> **HOW TO COMPLETE THIS TASK**: In the text below about the driving simulator game, copy out word for word the portion starting at "The team has" and ending at "function of another.".

> **TEXT BLOCK**:
Start of Block

The team has developed a driving simulator game to train the brain to pay attention. The action-based game demonstrates the negative consequences of not paying attention to the user. The combination of attention mapping and the driving intervention have had a positive impact on attention recovery.

Dr David Painter and his team have developed a driving simulator game to improve attention.

“By creating a VR-enabled assessment we can map the attention component and offer the driving simulation to improve attention deficits.”

Although the precise mechanisms are yet to be determined, the driving game intervention may restore some of the hemispherical balance that is disrupted by stroke. It’s about rewiring and restructuring the brain — to train one part of the brain to take over the function of another.

Dr Painter explained that one of the major benefits of implementing gaming technology is that it has a good price point, is user ready and already has an established market.

With an academic background in neuroscience, Dr Painter said that one of the great things about the Bionics Queensland Challenge is that it has encouraged the team to see their product from a different perspective, outside of an academic scope.

“The Challenge has encouraged us to think about how our work might be applied and commercialised in the real world.

“Working with rehabilitation clinicians has helped us to build a network and achieve broader outreach, and thinking about how the product is used in the clinic has helped us build on our research and think about end-user application.

“The next step is market validation, which will involve working with more clinicians and using their feedback to prepare the product for the market.”

End of Block

[Extracted data]

Start of Block

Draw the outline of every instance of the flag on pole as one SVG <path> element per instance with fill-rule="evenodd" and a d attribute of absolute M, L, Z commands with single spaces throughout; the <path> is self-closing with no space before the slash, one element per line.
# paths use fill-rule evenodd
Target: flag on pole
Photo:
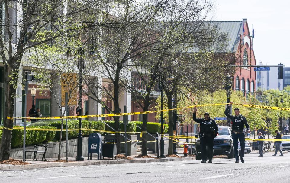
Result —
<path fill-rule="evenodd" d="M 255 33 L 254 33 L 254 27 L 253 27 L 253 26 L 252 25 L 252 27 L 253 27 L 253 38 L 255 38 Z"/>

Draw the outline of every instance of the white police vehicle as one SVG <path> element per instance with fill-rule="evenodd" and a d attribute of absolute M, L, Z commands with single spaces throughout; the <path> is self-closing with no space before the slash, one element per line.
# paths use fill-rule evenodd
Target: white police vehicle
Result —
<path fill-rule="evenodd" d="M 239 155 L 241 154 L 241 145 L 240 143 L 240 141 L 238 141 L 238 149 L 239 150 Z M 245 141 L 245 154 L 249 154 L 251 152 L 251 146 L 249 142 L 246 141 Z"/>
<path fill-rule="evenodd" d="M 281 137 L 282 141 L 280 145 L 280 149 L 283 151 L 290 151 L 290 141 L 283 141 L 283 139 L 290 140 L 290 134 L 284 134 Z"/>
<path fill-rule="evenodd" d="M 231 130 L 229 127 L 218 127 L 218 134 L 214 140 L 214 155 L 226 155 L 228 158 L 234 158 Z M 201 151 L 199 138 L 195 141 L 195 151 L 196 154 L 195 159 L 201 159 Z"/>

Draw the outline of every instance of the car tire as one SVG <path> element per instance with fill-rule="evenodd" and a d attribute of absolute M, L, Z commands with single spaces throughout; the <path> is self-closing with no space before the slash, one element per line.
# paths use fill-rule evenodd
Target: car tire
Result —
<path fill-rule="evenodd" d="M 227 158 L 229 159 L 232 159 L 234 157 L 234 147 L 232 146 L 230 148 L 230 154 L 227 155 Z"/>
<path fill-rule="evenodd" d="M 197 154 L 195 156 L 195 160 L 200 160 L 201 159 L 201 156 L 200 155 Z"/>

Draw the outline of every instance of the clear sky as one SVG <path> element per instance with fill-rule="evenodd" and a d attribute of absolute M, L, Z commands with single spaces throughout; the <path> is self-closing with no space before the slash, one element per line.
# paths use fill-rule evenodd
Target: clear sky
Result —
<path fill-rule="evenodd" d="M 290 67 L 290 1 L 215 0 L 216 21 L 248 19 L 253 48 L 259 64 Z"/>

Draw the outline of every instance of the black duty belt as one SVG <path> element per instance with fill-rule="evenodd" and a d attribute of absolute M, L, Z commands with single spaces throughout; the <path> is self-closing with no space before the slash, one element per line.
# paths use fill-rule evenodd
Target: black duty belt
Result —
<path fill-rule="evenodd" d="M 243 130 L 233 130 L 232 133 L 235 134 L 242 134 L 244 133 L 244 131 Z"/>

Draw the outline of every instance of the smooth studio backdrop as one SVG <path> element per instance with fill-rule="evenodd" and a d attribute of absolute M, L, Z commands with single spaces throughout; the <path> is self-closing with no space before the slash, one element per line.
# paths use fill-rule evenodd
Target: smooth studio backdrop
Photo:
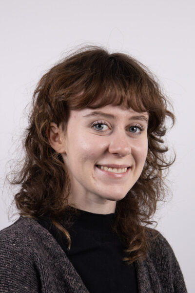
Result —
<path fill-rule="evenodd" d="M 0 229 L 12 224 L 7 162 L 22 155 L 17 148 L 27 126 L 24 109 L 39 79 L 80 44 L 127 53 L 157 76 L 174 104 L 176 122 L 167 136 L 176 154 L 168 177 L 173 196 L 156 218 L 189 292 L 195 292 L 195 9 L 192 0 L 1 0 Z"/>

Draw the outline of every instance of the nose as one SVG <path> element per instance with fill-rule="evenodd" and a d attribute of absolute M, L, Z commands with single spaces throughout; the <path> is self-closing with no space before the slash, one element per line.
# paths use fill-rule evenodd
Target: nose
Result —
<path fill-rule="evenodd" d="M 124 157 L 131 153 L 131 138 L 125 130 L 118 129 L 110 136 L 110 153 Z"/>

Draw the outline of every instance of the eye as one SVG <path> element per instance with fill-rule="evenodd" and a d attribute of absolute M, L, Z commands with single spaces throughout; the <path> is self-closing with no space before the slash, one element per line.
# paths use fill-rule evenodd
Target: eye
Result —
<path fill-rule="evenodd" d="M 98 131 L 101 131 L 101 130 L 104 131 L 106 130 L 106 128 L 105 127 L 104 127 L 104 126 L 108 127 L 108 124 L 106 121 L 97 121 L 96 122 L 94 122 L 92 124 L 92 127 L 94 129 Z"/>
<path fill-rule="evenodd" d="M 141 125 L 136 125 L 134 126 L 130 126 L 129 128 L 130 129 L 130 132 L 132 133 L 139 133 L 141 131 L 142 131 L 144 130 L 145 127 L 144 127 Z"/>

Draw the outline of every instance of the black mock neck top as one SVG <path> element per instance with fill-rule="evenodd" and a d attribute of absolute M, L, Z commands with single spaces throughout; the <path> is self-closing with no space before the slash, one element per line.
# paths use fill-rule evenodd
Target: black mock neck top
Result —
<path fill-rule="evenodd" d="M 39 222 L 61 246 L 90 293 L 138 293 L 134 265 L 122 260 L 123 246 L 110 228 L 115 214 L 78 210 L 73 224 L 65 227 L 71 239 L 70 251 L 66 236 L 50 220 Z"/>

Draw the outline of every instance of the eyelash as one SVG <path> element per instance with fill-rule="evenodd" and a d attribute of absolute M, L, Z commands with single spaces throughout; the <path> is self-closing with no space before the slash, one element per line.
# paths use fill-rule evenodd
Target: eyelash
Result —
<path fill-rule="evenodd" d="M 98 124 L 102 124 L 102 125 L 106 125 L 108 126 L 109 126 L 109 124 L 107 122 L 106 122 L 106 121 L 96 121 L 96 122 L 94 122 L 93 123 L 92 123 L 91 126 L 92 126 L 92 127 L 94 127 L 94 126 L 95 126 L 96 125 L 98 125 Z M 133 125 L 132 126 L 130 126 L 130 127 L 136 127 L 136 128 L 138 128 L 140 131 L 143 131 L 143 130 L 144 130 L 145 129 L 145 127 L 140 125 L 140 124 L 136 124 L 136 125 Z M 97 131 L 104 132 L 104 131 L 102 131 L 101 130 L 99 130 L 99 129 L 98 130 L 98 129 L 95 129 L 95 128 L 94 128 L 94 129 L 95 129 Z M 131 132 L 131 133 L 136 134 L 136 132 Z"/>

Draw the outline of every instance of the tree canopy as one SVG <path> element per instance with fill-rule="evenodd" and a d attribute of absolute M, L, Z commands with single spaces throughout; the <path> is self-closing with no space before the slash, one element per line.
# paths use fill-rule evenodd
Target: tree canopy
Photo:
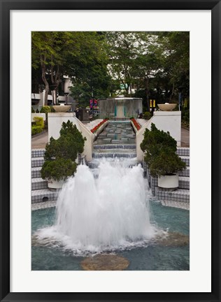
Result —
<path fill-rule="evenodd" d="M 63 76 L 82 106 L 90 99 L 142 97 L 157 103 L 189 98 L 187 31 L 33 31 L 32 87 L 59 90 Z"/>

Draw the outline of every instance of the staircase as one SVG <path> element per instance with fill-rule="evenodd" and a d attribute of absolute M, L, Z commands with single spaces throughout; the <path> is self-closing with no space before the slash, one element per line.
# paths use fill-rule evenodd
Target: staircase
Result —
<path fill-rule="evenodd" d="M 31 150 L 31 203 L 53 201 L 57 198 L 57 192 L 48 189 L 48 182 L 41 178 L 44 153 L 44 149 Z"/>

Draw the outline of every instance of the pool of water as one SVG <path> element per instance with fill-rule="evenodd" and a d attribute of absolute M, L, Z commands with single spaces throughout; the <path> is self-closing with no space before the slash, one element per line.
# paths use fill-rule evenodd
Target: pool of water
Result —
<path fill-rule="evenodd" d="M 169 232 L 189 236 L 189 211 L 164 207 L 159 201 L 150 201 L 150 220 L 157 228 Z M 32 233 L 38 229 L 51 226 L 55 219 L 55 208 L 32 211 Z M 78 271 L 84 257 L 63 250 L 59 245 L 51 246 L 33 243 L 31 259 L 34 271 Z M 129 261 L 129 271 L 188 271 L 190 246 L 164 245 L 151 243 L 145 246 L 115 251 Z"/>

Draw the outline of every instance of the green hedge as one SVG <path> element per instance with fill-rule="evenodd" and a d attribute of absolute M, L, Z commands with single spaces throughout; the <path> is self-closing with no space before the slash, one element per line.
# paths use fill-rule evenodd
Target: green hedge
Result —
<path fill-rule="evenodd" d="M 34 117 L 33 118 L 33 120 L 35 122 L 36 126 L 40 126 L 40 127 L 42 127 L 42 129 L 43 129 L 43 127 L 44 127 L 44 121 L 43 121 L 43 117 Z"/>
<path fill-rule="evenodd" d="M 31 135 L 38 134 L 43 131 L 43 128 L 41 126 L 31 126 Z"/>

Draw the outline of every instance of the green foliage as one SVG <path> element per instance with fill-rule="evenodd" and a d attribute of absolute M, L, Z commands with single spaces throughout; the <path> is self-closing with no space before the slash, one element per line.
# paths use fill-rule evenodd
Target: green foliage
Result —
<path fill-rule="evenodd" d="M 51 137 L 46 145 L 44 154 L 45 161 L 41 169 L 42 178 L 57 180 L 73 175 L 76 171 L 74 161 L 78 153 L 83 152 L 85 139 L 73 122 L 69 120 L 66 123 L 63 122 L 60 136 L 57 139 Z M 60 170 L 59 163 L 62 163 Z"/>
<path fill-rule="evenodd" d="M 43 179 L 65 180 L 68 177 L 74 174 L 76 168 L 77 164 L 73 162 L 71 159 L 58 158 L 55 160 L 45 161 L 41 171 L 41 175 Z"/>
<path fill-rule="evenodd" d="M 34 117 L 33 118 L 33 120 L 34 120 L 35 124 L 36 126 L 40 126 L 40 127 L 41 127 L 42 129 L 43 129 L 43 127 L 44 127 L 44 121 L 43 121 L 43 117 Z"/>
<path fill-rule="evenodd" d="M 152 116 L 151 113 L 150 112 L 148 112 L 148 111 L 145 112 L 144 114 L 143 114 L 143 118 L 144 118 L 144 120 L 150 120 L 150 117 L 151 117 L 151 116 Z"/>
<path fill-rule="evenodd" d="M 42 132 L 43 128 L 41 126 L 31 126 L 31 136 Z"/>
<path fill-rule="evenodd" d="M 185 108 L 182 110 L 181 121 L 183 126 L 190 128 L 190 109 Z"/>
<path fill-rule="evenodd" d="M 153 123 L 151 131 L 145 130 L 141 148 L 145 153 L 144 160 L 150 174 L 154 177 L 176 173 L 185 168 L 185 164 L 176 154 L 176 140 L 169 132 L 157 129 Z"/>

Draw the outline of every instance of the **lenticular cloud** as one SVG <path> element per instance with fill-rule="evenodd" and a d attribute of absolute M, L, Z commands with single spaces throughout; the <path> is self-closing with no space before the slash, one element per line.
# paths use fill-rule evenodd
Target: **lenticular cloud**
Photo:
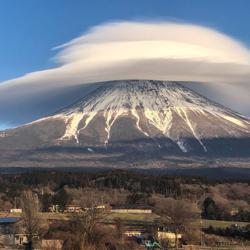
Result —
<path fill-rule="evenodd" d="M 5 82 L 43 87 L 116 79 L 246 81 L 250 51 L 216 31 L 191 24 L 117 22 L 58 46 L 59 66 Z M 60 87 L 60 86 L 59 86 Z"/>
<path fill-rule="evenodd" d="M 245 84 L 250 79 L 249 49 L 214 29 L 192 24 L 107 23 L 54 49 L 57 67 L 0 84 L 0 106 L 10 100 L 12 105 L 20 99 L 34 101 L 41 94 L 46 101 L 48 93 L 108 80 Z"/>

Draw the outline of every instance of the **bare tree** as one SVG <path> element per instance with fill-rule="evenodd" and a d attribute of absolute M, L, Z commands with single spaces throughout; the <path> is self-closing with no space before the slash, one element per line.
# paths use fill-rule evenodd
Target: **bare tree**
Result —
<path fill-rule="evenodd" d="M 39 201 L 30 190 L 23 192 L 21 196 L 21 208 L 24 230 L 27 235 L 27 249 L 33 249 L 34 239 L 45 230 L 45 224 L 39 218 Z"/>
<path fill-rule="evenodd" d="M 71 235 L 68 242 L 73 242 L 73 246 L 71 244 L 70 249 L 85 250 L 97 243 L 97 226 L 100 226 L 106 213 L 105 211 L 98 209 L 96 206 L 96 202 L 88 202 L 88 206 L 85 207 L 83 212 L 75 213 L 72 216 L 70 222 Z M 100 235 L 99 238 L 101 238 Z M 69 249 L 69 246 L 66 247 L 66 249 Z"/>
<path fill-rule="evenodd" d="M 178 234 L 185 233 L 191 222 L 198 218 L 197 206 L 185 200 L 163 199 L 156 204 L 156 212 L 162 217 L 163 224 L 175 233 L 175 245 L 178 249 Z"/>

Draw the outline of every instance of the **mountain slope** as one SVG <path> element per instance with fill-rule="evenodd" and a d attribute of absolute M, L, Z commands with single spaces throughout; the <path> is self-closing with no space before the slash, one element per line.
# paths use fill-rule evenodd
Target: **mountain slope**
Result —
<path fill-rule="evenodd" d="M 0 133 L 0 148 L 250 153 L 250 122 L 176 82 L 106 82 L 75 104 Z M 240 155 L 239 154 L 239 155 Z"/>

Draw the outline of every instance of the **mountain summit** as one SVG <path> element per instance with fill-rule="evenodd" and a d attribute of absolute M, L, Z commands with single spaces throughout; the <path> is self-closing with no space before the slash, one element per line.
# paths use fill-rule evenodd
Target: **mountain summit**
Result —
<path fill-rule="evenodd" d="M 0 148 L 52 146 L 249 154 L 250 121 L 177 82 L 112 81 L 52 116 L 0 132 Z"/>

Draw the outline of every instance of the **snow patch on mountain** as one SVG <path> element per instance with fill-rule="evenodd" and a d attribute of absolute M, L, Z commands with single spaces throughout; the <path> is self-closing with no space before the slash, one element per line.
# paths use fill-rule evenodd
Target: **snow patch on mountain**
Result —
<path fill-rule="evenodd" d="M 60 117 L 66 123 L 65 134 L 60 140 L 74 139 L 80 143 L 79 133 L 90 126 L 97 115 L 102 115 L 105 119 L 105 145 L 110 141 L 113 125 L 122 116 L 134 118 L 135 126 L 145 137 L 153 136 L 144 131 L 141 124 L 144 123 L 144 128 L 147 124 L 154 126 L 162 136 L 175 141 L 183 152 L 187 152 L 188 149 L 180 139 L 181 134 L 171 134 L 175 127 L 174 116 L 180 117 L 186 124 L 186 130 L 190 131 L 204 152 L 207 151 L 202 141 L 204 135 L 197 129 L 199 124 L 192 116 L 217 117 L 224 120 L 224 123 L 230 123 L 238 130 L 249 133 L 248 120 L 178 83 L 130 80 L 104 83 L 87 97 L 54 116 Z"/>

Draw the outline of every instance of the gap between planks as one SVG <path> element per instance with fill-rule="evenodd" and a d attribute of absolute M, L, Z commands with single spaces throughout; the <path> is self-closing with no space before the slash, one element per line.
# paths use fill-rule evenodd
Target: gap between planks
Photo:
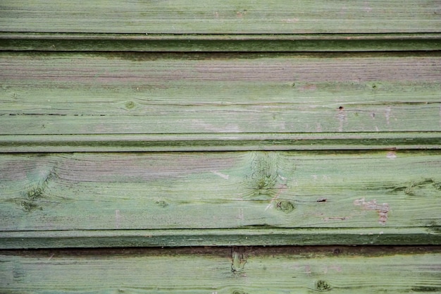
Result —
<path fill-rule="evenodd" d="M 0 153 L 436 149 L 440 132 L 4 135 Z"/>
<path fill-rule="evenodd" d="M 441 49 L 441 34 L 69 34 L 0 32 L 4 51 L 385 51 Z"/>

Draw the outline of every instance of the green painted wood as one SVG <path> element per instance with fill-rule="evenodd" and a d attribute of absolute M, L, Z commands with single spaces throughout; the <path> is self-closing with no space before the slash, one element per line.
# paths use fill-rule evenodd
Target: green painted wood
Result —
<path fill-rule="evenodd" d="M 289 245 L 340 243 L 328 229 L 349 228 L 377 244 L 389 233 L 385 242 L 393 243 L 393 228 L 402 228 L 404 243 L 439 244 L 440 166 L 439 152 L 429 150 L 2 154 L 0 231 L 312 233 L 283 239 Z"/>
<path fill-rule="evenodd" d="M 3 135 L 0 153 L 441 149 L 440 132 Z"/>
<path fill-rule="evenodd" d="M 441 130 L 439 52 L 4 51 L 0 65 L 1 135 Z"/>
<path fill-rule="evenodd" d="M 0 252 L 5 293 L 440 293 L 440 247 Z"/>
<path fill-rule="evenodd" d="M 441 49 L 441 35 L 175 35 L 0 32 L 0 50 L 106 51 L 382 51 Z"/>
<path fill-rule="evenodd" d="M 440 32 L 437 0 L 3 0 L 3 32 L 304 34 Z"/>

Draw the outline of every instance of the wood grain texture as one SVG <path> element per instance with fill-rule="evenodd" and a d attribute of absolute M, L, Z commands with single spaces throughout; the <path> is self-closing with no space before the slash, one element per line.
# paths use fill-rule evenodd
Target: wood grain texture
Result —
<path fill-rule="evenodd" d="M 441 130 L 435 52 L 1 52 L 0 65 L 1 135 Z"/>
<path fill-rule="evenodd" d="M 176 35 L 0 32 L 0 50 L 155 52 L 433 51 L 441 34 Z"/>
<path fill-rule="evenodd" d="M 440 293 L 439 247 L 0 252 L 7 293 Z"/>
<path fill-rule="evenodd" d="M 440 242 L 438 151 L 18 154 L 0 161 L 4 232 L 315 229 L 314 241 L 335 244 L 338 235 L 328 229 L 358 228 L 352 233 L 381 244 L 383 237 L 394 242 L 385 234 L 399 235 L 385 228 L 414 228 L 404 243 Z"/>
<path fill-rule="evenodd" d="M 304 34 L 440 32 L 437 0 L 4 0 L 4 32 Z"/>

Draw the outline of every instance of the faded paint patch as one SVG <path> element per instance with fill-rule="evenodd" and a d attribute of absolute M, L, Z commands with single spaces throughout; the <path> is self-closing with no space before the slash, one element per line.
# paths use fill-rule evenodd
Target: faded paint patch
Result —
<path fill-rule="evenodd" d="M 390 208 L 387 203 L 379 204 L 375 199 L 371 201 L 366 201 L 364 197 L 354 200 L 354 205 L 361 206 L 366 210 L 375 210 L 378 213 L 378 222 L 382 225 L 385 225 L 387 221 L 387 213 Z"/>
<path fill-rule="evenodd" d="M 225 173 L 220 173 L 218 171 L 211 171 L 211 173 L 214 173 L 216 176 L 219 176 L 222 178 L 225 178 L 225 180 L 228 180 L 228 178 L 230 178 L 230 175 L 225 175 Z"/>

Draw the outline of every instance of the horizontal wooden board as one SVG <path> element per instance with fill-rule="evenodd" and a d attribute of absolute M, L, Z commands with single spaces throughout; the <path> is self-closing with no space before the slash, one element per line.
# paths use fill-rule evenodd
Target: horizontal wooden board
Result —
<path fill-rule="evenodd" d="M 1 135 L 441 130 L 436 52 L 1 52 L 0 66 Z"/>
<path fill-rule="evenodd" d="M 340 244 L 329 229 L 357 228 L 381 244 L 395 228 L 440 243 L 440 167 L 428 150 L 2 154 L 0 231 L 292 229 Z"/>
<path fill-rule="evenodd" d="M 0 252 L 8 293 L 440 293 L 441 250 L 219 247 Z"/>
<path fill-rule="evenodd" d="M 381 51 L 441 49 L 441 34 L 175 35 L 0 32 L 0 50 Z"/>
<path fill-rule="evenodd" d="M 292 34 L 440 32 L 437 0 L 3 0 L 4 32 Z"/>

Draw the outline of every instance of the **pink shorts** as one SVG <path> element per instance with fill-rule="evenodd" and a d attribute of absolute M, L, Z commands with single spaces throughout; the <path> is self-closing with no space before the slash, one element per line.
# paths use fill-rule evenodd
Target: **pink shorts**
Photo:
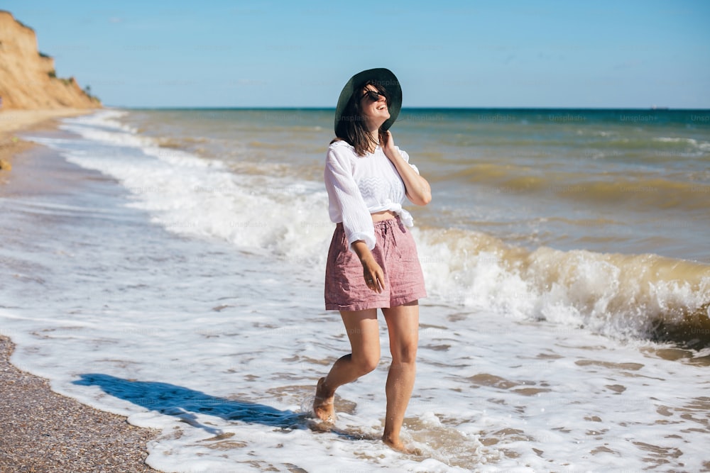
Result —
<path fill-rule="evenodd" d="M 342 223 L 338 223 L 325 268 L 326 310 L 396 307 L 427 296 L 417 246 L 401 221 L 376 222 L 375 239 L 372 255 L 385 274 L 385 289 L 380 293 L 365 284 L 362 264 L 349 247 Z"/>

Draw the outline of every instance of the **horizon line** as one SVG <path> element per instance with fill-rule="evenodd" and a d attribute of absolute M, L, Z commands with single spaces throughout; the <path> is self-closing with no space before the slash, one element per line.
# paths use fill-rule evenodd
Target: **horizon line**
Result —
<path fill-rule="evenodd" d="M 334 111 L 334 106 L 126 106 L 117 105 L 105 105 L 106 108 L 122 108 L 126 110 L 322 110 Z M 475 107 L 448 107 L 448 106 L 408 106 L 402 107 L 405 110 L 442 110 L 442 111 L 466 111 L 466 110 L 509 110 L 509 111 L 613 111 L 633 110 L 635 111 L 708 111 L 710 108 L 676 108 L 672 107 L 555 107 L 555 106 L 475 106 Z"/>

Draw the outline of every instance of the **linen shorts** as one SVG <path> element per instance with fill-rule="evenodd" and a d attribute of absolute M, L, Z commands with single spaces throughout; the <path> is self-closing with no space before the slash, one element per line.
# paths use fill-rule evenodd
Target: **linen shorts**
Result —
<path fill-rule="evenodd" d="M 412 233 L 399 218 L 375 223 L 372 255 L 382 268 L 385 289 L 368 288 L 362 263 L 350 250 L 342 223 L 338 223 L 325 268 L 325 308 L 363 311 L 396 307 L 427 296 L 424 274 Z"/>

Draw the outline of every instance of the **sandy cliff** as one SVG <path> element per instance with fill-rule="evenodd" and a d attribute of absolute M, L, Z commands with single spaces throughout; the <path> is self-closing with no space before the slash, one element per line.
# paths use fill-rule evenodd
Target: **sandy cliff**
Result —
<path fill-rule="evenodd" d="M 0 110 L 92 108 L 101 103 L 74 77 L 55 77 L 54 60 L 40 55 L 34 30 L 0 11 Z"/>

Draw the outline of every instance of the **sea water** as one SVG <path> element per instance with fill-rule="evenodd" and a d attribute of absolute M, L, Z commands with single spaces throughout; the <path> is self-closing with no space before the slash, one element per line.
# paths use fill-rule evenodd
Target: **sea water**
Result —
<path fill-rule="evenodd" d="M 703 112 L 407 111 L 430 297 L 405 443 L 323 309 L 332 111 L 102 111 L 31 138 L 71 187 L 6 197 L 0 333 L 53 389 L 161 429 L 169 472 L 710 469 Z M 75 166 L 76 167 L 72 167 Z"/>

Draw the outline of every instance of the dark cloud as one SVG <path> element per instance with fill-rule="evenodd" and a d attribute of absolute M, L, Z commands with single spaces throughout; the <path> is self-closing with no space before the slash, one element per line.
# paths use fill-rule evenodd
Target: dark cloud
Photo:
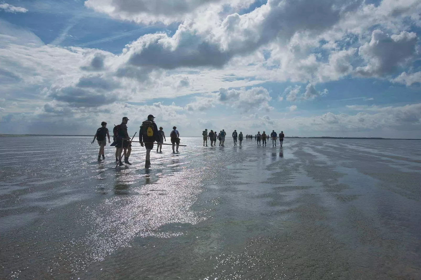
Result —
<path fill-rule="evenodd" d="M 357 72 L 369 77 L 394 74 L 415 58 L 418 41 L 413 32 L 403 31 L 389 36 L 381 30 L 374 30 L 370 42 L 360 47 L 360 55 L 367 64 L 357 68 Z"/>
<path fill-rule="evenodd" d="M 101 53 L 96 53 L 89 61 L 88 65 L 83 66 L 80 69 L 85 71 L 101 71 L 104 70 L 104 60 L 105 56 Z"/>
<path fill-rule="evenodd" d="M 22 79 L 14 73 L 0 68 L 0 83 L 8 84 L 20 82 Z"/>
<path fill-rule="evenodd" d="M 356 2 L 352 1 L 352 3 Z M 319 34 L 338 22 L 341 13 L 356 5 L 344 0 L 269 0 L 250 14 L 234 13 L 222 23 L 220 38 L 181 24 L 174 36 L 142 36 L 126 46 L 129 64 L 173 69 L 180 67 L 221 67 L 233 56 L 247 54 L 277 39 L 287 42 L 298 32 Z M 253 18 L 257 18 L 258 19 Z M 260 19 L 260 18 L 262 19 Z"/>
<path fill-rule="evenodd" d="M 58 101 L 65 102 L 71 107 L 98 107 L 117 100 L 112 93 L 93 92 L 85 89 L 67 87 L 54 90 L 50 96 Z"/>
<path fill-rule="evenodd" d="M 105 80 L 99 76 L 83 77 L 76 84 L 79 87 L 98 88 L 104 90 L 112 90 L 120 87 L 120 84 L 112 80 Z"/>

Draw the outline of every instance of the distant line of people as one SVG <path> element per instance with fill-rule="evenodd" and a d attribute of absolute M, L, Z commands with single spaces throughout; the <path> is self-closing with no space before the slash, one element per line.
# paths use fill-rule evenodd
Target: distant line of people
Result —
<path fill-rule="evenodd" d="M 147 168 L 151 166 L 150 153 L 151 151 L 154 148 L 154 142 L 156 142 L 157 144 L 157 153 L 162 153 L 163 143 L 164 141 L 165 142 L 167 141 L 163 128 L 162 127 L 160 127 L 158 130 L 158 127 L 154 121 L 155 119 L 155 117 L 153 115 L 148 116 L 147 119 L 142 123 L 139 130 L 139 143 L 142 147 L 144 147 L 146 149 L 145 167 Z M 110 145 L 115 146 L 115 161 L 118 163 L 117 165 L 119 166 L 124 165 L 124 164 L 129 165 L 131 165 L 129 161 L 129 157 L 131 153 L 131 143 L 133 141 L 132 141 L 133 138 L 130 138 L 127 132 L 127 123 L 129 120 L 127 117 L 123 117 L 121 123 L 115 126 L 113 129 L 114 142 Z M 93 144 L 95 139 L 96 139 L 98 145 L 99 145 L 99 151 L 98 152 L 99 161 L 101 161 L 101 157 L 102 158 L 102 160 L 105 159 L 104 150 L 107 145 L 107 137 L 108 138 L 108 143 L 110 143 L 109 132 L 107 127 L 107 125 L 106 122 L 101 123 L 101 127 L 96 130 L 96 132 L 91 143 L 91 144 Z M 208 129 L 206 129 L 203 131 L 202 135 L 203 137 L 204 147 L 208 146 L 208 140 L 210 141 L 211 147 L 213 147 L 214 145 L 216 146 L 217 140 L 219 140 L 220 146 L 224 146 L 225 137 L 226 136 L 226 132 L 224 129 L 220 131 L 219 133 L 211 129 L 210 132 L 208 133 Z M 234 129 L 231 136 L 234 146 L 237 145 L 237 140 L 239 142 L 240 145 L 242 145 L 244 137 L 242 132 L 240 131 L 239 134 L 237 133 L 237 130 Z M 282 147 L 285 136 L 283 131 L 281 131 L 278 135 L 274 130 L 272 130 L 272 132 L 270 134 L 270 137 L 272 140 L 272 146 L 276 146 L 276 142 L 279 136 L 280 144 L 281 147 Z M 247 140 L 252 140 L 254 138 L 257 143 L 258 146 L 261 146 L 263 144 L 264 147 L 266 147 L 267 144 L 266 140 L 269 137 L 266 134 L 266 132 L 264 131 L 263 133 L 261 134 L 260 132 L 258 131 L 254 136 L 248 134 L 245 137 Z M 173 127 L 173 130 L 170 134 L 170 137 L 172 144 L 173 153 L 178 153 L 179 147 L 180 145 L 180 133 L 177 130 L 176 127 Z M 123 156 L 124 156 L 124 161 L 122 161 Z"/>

End of Block

> **WRITTEN RESPONSE**:
The team has developed a driving simulator game to train the brain to pay attention. The action-based game demonstrates the negative consequences of not paying attention to the user. The combination of attention mapping and the driving intervention have had a positive impact on attention recovery.

Dr David Painter and his team have developed a driving simulator game to improve attention.

“By creating a VR-enabled assessment we can map the attention component and offer the driving simulation to improve attention deficits.”

Although the precise mechanisms are yet to be determined, the driving game intervention may restore some of the hemispherical balance that is disrupted by stroke. It’s about rewiring and restructuring the brain — to train one part of the brain to take over the function of another.